Reproduce the Love Life 2 album text below in full, word for word.

__TEXT SHOWN__
**********
Studio album by Hitomi
- Released: June 24, 2009
- Recorded: 2008–2009
- Genre: Pop, pop rock, synthpop
- Label: Love Life Records (Subsidiary of Avex Trax)

Hitomi chronology
| Love Concent (2006) | Love Life 2 (2009) | Spirit (2011) |

Alternative Covers
- CD+DVD Cover

Singles from Love Life 2
- "Fight for Your Run☆" Released: August 20, 2008; "World! Wide! Love!" Released: May 20, 2009;

= Love Life 2 =

Love Life 2 is the ninth studio album by Japanese singer-songwriter Hitomi, released on June 24, 2009, by Hitomi's sub-label of Avex Trax, Love Life Records. It was originally to be released June 10, 2009, but was pushed back for promotional reasons. The first pressing of the album came with an external bonus, a poster. An accompanying photobook of the same name, that shows the singer completely nude, was released on the same day.
**********
__LISTING__
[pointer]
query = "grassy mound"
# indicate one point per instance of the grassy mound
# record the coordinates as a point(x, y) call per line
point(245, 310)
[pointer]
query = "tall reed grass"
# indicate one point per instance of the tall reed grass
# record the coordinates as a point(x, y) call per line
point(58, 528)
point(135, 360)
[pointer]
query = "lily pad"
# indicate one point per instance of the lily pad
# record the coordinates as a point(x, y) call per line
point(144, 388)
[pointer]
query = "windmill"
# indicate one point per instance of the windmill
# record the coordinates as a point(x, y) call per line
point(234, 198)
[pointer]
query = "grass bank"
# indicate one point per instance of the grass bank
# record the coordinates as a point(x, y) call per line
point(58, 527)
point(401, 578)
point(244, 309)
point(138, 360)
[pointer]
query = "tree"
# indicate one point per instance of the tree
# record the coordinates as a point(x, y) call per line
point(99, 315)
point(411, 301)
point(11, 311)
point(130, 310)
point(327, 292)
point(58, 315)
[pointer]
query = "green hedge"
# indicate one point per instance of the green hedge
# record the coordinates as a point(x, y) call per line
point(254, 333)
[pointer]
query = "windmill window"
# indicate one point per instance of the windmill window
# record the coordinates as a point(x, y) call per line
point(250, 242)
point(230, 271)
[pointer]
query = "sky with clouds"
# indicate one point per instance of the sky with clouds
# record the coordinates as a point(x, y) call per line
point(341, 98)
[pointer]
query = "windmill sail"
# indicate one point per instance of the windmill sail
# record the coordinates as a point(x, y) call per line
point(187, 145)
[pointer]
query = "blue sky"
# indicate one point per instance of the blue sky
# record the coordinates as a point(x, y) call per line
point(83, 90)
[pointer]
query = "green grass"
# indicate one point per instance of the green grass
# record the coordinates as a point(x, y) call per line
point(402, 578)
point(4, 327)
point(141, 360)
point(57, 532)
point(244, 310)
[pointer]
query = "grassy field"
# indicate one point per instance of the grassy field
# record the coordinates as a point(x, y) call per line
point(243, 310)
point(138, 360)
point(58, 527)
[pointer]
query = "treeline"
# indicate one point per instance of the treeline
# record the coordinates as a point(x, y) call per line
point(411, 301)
**********
__FULL ANSWER__
Studio album by Hitomi
- Released: June 24, 2009
- Recorded: 2008–2009
- Genre: Pop, pop rock, synthpop
- Label: Love Life Records (Subsidiary of Avex Trax)

Hitomi chronology
| Love Concent (2006) | Love Life 2 (2009) | Spirit (2011) |

Alternative Covers
- CD+DVD Cover

Singles from Love Life 2
- "Fight for Your Run☆" Released: August 20, 2008; "World! Wide! Love!" Released: May 20, 2009;

= Love Life 2 =

Love Life 2 is the ninth studio album by Japanese singer-songwriter Hitomi, released on June 24, 2009, by Hitomi's sub-label of Avex Trax, Love Life Records. It was originally to be released June 10, 2009, but was pushed back for promotional reasons. The first pressing of the album came with an external bonus, a poster. An accompanying photobook of the same name, that shows the singer completely nude, was released on the same day.